Return the records below without alteration, starting at their first line and ending at the line that contains "[0,168,694,683]", with both of those lines included.

::::::::::

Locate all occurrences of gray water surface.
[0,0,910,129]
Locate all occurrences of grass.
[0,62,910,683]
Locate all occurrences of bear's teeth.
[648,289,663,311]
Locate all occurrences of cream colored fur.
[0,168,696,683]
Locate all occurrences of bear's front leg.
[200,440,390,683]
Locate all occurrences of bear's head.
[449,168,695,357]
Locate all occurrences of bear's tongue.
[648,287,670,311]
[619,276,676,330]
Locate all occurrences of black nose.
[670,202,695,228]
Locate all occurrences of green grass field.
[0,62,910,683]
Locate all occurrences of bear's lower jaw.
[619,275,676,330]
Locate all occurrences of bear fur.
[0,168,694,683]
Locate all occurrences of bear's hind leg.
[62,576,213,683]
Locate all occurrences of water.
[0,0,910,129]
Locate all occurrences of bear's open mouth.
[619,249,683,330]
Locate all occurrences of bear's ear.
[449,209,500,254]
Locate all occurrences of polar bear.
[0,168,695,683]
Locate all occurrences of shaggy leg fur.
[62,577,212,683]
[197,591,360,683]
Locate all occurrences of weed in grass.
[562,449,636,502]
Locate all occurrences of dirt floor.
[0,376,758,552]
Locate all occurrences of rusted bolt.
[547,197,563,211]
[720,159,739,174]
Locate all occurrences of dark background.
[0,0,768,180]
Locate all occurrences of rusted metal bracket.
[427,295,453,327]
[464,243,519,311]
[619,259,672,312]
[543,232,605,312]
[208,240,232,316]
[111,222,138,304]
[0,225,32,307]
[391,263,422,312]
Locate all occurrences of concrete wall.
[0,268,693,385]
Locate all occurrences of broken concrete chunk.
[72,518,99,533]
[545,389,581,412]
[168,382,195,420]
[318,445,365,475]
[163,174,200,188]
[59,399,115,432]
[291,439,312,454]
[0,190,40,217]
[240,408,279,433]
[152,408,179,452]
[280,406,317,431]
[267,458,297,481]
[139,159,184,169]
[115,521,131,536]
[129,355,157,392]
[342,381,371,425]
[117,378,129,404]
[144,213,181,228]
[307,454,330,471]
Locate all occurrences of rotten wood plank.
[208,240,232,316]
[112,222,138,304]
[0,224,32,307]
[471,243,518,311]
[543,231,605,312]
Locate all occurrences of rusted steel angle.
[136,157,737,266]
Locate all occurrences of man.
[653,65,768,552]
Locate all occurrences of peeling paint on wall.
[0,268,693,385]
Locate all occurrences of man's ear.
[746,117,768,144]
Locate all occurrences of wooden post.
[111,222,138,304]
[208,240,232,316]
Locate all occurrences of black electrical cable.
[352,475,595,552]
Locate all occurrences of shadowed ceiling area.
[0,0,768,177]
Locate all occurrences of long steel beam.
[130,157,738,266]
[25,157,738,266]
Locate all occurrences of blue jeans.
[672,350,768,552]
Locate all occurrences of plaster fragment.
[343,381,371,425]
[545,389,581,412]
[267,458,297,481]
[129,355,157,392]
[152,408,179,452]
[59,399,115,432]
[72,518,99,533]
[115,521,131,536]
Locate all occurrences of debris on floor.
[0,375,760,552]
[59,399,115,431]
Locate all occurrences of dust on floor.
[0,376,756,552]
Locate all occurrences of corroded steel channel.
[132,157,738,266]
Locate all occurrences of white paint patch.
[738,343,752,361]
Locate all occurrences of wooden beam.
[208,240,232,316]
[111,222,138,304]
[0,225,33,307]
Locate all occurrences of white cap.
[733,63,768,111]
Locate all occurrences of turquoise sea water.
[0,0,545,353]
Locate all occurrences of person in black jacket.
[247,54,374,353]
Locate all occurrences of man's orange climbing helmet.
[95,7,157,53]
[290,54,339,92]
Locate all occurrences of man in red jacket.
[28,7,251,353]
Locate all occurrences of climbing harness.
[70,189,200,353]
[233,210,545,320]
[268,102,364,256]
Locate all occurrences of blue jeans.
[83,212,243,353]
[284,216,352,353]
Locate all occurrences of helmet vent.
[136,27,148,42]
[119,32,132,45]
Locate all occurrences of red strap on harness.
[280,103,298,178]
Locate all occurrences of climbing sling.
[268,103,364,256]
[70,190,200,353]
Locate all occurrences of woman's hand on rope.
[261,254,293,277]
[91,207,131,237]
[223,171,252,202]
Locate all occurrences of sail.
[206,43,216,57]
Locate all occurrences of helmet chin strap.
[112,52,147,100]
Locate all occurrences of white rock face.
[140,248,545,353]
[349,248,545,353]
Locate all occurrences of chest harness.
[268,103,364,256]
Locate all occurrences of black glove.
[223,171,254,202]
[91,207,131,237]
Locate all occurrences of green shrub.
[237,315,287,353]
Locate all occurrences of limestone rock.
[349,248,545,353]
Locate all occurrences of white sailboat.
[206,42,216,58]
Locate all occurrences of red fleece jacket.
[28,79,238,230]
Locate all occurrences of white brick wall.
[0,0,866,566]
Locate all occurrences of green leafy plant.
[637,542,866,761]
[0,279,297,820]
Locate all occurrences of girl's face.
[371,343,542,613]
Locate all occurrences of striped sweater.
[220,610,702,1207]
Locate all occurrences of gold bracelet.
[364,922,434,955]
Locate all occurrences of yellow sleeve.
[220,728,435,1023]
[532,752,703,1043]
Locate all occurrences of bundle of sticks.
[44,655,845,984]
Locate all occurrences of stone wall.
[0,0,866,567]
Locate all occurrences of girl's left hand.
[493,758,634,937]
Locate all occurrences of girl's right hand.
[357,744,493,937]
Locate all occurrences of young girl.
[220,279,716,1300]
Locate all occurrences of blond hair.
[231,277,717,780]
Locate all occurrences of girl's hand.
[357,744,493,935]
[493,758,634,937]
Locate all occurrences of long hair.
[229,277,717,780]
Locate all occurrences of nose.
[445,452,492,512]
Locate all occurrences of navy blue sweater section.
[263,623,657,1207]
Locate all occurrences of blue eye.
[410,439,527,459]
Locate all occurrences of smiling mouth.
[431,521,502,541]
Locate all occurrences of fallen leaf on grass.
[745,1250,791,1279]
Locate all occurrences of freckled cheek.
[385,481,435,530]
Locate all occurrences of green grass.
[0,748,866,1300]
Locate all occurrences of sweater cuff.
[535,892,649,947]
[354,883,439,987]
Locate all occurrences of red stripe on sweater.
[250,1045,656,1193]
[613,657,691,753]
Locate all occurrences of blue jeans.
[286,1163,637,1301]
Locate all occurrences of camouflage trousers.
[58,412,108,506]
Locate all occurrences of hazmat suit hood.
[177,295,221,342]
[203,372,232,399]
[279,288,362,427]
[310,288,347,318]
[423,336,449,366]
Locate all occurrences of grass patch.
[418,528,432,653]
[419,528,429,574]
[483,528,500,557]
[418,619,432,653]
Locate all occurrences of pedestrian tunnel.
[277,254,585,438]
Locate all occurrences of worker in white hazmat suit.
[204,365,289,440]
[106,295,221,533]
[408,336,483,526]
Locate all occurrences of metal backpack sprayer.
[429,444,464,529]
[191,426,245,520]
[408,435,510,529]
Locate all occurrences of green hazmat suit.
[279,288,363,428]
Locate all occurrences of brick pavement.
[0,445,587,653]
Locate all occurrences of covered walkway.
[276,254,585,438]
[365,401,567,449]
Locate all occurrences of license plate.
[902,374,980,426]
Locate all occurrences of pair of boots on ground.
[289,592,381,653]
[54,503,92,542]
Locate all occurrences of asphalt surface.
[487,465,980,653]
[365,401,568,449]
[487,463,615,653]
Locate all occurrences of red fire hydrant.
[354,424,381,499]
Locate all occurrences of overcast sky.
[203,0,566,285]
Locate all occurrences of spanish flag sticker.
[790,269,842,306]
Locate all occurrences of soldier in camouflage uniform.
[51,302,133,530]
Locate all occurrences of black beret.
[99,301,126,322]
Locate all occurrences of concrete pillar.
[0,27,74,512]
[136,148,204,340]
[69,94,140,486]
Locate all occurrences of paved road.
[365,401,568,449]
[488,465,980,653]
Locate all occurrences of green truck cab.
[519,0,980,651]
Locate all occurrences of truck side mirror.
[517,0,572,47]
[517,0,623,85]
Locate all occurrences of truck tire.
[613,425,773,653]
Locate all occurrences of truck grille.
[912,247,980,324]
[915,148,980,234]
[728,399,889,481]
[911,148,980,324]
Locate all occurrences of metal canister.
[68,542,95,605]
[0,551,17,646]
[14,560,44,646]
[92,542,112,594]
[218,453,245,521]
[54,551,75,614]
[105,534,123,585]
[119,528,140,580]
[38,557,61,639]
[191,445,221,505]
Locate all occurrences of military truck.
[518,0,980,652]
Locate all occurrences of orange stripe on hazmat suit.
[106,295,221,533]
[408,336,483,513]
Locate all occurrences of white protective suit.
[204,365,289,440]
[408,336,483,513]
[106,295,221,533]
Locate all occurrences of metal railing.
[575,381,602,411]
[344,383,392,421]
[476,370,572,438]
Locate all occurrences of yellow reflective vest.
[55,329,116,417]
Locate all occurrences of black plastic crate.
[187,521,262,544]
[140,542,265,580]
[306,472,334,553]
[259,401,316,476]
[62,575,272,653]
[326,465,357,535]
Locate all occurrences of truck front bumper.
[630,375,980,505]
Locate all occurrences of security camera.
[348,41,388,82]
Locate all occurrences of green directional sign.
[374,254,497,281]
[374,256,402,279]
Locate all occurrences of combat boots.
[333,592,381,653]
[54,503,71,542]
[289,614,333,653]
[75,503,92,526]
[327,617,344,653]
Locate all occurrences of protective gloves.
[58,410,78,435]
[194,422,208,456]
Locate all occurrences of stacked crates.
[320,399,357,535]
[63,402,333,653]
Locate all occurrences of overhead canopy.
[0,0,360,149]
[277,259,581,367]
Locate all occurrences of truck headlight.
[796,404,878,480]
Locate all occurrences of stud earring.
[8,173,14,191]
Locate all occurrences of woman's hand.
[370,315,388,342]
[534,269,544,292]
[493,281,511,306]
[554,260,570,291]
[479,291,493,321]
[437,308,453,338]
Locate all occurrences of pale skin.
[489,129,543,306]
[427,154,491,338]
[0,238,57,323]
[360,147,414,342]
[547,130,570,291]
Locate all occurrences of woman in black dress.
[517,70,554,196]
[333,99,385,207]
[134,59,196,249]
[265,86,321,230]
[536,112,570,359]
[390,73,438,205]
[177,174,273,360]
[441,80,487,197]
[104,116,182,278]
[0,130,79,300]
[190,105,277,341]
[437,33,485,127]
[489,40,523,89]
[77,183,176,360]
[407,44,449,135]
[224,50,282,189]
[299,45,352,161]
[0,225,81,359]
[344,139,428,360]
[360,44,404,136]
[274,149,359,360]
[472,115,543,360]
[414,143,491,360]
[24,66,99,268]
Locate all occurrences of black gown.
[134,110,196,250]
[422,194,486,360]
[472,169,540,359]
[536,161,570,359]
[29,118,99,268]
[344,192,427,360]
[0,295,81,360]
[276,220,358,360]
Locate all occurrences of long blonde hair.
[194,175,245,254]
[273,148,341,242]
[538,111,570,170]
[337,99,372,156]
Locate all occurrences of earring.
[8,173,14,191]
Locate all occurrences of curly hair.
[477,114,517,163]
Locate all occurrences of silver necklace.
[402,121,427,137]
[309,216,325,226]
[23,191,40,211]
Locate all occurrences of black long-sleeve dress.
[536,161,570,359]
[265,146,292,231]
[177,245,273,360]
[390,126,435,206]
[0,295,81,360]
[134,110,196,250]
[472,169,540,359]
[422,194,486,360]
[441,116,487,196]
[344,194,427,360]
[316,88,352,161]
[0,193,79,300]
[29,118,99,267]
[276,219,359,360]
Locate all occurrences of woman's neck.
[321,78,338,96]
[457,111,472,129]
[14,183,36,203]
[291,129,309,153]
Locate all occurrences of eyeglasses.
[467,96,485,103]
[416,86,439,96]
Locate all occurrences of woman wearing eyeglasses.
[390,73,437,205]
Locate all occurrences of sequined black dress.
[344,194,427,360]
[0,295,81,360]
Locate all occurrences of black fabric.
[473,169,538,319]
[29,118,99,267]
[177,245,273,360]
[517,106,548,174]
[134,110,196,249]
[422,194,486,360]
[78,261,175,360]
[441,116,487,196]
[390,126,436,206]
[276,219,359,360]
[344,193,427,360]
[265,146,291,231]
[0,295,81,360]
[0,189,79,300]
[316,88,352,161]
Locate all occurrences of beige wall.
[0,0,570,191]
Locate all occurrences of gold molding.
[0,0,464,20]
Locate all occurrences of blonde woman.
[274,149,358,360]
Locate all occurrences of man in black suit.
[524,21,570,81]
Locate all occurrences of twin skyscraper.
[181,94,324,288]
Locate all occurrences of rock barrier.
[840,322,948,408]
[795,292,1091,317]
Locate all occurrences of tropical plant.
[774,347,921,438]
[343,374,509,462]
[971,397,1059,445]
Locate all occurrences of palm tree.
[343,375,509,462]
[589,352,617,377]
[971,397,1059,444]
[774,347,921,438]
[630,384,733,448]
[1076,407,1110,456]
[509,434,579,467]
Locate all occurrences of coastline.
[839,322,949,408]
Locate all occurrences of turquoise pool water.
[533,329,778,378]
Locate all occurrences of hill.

::::::::::

__SOLVED PROBLEM__.
Locate all occurrences of gray water surface.
[0,0,910,129]
Locate all occurrences of grass.
[0,62,910,683]
Locate all occurrences of bear's teeth.
[648,289,663,311]
Locate all occurrences of cream colored fur.
[0,168,696,683]
Locate all occurrences of bear's front leg.
[200,440,390,683]
Locate all occurrences of bear's head.
[449,168,695,357]
Locate all occurrences of bear's tongue.
[648,287,670,311]
[619,276,676,330]
Locate all occurrences of black nose.
[670,202,695,228]
Locate all occurrences of green grass field.
[0,62,910,683]
Locate all occurrences of bear's lower jaw.
[619,275,676,330]
Locate all occurrences of bear fur.
[0,168,694,683]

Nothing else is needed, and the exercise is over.